**** Data supplied ****

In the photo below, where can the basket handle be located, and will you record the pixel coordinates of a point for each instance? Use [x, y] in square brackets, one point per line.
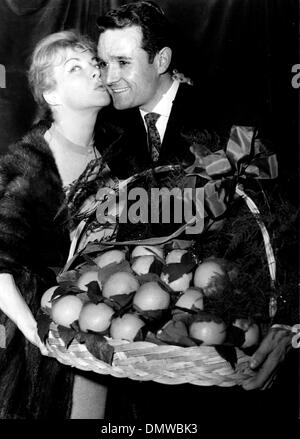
[268, 247]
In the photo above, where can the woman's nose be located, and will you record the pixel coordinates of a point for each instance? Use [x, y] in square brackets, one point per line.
[96, 73]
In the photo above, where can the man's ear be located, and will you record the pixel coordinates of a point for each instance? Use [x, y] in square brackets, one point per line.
[51, 97]
[163, 59]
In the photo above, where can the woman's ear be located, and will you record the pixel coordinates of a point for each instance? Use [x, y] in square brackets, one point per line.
[163, 59]
[51, 97]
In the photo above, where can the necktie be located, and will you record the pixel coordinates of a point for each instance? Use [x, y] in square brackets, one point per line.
[153, 135]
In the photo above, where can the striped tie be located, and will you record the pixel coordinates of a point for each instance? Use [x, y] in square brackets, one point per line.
[153, 135]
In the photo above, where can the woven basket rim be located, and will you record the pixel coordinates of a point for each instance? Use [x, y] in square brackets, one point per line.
[208, 368]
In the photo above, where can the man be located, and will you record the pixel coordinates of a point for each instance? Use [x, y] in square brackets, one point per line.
[156, 116]
[157, 112]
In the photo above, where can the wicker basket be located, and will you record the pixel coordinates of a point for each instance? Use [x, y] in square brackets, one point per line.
[167, 364]
[144, 361]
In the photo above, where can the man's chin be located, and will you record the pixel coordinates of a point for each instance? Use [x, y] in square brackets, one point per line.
[120, 105]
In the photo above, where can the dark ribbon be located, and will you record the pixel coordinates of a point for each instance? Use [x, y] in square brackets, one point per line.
[245, 157]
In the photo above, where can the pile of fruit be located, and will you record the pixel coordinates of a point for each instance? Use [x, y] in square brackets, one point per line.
[154, 293]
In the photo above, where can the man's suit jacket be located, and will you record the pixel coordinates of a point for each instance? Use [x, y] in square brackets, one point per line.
[121, 135]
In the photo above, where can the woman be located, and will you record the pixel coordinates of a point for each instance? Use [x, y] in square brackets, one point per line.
[65, 78]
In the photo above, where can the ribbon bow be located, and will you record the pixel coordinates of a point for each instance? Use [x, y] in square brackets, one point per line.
[245, 157]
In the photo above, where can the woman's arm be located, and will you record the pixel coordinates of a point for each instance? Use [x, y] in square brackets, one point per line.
[14, 306]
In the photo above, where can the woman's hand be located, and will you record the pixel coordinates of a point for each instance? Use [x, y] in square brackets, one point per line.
[29, 330]
[14, 306]
[268, 358]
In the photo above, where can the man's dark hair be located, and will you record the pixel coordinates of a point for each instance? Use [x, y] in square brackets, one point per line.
[156, 30]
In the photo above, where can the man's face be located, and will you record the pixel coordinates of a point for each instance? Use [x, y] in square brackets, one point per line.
[131, 80]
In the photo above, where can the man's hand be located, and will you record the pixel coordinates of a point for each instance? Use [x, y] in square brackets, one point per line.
[268, 357]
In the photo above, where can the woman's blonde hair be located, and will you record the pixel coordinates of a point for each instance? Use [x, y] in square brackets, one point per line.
[44, 58]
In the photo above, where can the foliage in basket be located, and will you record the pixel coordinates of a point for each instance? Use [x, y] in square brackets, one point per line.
[238, 243]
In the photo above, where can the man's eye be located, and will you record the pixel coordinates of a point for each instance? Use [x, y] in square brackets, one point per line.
[102, 64]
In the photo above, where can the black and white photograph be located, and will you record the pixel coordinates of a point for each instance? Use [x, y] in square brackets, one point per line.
[149, 218]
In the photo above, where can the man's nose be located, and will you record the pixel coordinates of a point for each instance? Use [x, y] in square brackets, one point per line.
[112, 74]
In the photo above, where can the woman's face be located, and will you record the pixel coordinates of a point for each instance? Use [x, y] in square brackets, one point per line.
[78, 82]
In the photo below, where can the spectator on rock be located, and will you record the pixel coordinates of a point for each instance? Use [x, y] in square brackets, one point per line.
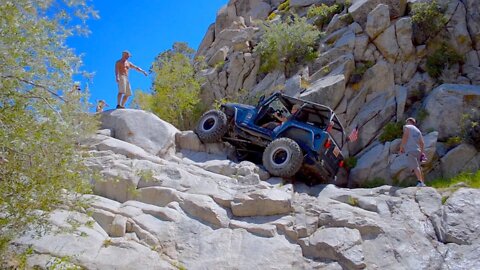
[121, 76]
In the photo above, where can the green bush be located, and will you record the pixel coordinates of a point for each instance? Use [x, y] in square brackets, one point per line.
[286, 44]
[428, 19]
[41, 126]
[422, 115]
[351, 162]
[285, 6]
[470, 127]
[323, 13]
[453, 141]
[359, 71]
[372, 183]
[443, 57]
[176, 88]
[391, 131]
[471, 179]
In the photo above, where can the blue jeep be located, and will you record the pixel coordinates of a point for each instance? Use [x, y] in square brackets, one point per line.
[309, 140]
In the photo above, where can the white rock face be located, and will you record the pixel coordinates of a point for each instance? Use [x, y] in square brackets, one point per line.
[378, 20]
[387, 44]
[142, 129]
[325, 243]
[262, 203]
[384, 161]
[164, 200]
[449, 102]
[460, 159]
[361, 8]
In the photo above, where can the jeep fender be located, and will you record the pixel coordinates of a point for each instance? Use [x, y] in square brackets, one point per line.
[304, 137]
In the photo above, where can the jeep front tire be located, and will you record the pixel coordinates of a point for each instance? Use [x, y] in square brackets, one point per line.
[212, 126]
[283, 157]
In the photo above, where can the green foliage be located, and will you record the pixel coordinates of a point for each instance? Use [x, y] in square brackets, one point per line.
[272, 16]
[352, 201]
[444, 199]
[351, 162]
[453, 141]
[241, 96]
[346, 18]
[286, 44]
[41, 125]
[63, 263]
[422, 115]
[176, 87]
[391, 131]
[359, 71]
[323, 13]
[470, 126]
[443, 57]
[376, 182]
[428, 18]
[470, 179]
[285, 6]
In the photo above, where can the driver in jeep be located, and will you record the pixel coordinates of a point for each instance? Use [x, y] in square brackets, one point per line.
[281, 118]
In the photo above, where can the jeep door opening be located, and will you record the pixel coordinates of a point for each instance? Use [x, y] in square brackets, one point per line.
[309, 140]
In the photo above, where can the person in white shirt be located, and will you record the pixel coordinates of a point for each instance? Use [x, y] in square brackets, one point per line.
[413, 146]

****

- Written request: Reproduce the material in its entirety and word for word, without the pictures.

- Solution below:
In the photo below, where can the basket handle be located, and will you record the pixel coordinates of a point for each instance? Use [x, y] in square brackets, one point per line.
[268, 247]
In the photo above, where can the woman's nose be located, and will you record the pixel coordinates of a point for each instance? Use [x, y] in square brackets, one point per line.
[96, 73]
In the photo above, where can the man's ear be located, and will you record the pixel coordinates of a point for each instance? Use [x, y] in square brackets, one point per line.
[51, 97]
[163, 59]
In the photo above, where can the woman's ear be located, and will you record the pixel coordinates of a point for each instance? Use [x, y] in square brackets, one point per line.
[163, 59]
[51, 97]
In the photo above, where can the necktie be located, and will you record the pixel coordinates of a point for each instance? Use [x, y] in square brackets, one point per line.
[153, 135]
In the photo above, where can the striped tie be located, and will you record the pixel coordinates of a point for each instance? Use [x, y] in square brackets, one point per line.
[153, 135]
In the photo above, where can the woven basket rim be located, and will you record the pixel coordinates of a point for each instance? Use [x, y] in square brackets, one point per line.
[208, 368]
In the photo above, where can the man be located, and will you record the pixel coordinates of a point for each instance? Use [x, y] in square brackets, one point per line.
[156, 116]
[157, 112]
In the photo above, where can the wicker basket be located, and will you record the pixel coordinates of a point for each instance? Use [x, y] in square brackets, one point per line.
[167, 364]
[144, 361]
In the photo above, where can the man's chin be located, and will you record the pixel coordinates of a point for each instance? Use [x, y] in square brackets, one point per line.
[120, 105]
In the photo above, where can the dark ribbon be located, and will you record the pixel coordinates of a point for each instance? Use [x, y] in square brackets, one point per line.
[245, 157]
In the photo above, where can the pile of fruit be located, and will you record the pixel coordinates of a point for each instance? Use [x, y] in square brackets, one point per line.
[154, 293]
In the photo above, where can the man's suit jacket be located, and will you record the pixel coordinates of a point for each instance? Use [x, y] in square brackets, one point per line.
[121, 135]
In the photo above, where can the woman be located, and will you record the pixel coordinates of a point for each instance? Use [x, y] in square brackets, one point per line.
[65, 78]
In the photo above, where can the ribbon bow be located, and will you record the pixel coordinates of a point for each instance? Use [x, y] in square brackets, one point per line.
[245, 157]
In the photo above, where can the woman's arm be located, and will you record the pixel coordinates of a point for each instance? Use [x, y] in square brackets, one point per line.
[14, 306]
In the photo above, where can the woman's hand be located, and will you record the pixel coordinates of a point for each instance? Use [x, y] in square brackets, one point per line.
[29, 330]
[14, 306]
[268, 358]
In the photo above, where can the man's dark hair be located, and will you record the pixel coordinates of a point for each instance? Use [x, y] in square brackets, one point per line.
[156, 30]
In the photo above, where can the man's face be located, and will you record the pixel coordinates of a point for each instance? Use [x, y] in square brackets, one point per line.
[131, 80]
In the photo above, where can the man's hand be located, and will you record the pixel coordinates of a point for each instance? Use [x, y] in square brackets, one point per line.
[268, 357]
In the photo above, where can the woman's blonde hair be located, and will you record the pixel coordinates of a point for each instance? Use [x, y] in square brackets, one point per line.
[44, 58]
In the photo above, where can the foliage in basket be located, and will you record the pixel coordinates of a point for each instance? Use [x, y] in square brackets, one point per line.
[238, 243]
In the photo above, where can the man's eye be located, and will you record the pixel coordinates of a point for each instance? Use [x, y] in square brackets, one point per line.
[102, 64]
In the photo above, where can the black and white photograph be located, and will you record the pixel coordinates of a point for each instance? Use [x, y] in square brackets, one point per line.
[149, 218]
In the photo above, where can the man's nose be located, and will you record the pixel coordinates of a point for each instance? Use [x, y] in square brackets, one point per line.
[112, 74]
In the photo above, where can the woman's face be located, and will you record the pixel coordinates of a point for each instance? Use [x, y] in square brackets, one point per line.
[78, 82]
In the photo below, where can the spectator on rock be located, and will you record the pixel coordinates of a point for each instance? Use [x, y] in square brackets, one point per line.
[121, 76]
In the photo above, where can the green bush be located, and will you record the pixel coordinates of a point for each instance? Use [x, y] in square brackets, one point per line.
[286, 44]
[428, 19]
[41, 126]
[422, 115]
[351, 162]
[285, 6]
[470, 127]
[323, 13]
[453, 141]
[359, 71]
[372, 183]
[443, 57]
[176, 88]
[391, 131]
[471, 179]
In the photo above, where can the blue jeep be located, and will you record the pixel coordinates of a point for each instance? Use [x, y] in square brackets, one point per line.
[309, 140]
In the photo above, where can the white rock face be located, and will you record the pixel coordinates of a point for each instance? Use [x, y] in square brackets, one point per line.
[378, 20]
[387, 44]
[142, 129]
[325, 243]
[262, 203]
[384, 161]
[164, 200]
[449, 102]
[460, 159]
[361, 8]
In the photo above, where can the jeep fender be located, and will you record the pixel coordinates of a point for each instance? Use [x, y] in square brackets, one point per line.
[304, 137]
In the photo above, where can the jeep front tire be located, and will you record the pixel coordinates of a point for each instance? Use [x, y] in square brackets, one point per line.
[212, 126]
[283, 157]
In the photo above, where can the green foliage be located, and will you record the pixel coordinates of a point for each instance? Use [x, y] in square brackets, one point per line.
[272, 16]
[352, 201]
[444, 199]
[351, 162]
[453, 141]
[241, 96]
[346, 18]
[286, 44]
[41, 125]
[63, 263]
[422, 115]
[176, 87]
[391, 131]
[359, 71]
[323, 13]
[470, 126]
[443, 57]
[376, 182]
[428, 18]
[470, 179]
[285, 6]
In the photo above, where can the driver in jeep be located, and will you record the pixel coordinates of a point for each instance? Use [x, y] in square brackets, one point per line.
[281, 118]
In the photo above, where can the jeep door opening be located, and will you record the pixel coordinates of a point for each instance? Use [x, y] in square brackets, one point per line.
[309, 140]
In the photo above, where can the person in white shirt be located, and will you record the pixel coordinates of a point for each instance? Use [x, y] in square brackets, one point per line.
[413, 146]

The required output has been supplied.